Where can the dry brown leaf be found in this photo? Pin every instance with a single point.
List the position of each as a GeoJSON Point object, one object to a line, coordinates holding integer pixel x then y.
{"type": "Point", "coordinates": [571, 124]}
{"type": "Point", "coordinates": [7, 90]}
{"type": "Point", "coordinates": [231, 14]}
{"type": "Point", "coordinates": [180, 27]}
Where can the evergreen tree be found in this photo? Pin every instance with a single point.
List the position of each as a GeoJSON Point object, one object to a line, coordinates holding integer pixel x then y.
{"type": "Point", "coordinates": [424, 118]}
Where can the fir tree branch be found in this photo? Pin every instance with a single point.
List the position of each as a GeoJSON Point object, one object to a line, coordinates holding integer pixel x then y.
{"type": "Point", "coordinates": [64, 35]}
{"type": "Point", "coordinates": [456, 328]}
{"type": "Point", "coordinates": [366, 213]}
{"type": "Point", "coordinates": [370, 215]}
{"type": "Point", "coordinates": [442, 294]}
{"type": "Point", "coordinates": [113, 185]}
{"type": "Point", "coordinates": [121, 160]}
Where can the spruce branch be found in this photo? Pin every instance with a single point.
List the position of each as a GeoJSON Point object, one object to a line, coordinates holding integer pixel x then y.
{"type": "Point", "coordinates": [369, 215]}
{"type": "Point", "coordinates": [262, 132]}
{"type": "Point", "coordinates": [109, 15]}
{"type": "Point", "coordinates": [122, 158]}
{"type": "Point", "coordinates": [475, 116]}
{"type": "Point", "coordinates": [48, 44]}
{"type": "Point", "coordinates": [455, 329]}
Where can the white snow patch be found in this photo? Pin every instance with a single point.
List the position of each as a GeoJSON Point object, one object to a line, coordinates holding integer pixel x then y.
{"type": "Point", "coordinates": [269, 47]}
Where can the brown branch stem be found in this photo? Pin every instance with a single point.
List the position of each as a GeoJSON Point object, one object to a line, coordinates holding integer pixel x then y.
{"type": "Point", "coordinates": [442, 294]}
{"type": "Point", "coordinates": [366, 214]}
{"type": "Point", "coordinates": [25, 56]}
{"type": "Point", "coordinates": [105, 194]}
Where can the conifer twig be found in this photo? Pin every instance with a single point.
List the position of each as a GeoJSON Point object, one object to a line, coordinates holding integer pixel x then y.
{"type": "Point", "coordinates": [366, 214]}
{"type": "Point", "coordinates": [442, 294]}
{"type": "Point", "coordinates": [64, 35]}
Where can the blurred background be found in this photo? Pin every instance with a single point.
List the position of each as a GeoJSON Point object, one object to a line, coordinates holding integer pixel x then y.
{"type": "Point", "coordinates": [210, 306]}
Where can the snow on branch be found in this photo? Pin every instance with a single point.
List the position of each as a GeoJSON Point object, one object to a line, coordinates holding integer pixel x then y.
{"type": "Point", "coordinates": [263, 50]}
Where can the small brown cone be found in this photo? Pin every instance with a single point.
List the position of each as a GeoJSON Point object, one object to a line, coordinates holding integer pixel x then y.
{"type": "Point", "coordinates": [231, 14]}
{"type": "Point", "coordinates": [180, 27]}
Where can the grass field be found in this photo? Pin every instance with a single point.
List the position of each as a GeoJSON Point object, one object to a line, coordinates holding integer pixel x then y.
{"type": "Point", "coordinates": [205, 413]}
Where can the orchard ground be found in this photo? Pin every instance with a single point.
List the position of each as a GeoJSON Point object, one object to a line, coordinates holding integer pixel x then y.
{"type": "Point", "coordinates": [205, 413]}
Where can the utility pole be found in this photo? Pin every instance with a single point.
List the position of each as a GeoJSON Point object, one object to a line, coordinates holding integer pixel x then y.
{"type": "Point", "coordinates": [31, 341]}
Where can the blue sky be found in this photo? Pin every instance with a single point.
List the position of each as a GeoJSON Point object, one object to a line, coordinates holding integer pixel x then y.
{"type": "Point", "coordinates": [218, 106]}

========

§ **WORK INSTRUCTIONS**
Would you copy, unchanged, the stretch of the records above that begins at the line containing "Where can the evergreen" and ends at the line containing "Where can the conifer", and only that?

§ **ANSWER**
Where can the evergreen tree be found in this photo? Pin every instance with a single point.
List the position of each as a GeoJSON Point object, one object to a line, coordinates holding integer pixel x then y.
{"type": "Point", "coordinates": [424, 118]}
Where can the fir tree branch be found in this photo? Pin every instance with a single point.
List the position of each as a GeoJSON Point object, one object to a line, coordinates holding integer pixel x then y.
{"type": "Point", "coordinates": [64, 35]}
{"type": "Point", "coordinates": [456, 328]}
{"type": "Point", "coordinates": [366, 213]}
{"type": "Point", "coordinates": [370, 215]}
{"type": "Point", "coordinates": [442, 294]}
{"type": "Point", "coordinates": [113, 185]}
{"type": "Point", "coordinates": [121, 160]}
Where can the spruce branch be found in this photo? Pin every instance with a single point.
List the position of each as a GeoJSON Point object, one object to a line, coordinates holding integer pixel x then y.
{"type": "Point", "coordinates": [369, 215]}
{"type": "Point", "coordinates": [262, 132]}
{"type": "Point", "coordinates": [109, 15]}
{"type": "Point", "coordinates": [122, 158]}
{"type": "Point", "coordinates": [475, 116]}
{"type": "Point", "coordinates": [48, 44]}
{"type": "Point", "coordinates": [455, 329]}
Where can the white snow patch be found in this photo? Pin every instance with a single point.
List the position of each as a GeoJSON Point object, one object to a line, coordinates holding integer pixel x then y.
{"type": "Point", "coordinates": [269, 47]}
Where can the brown branch stem be found in this photo? Pin every instance with a single point.
List the position of each as a GeoJSON Point object, one object to a line, coordinates holding integer pixel x then y.
{"type": "Point", "coordinates": [442, 294]}
{"type": "Point", "coordinates": [366, 214]}
{"type": "Point", "coordinates": [25, 56]}
{"type": "Point", "coordinates": [105, 194]}
Where can the conifer twig be found in this photo? Pin every instance with a single point.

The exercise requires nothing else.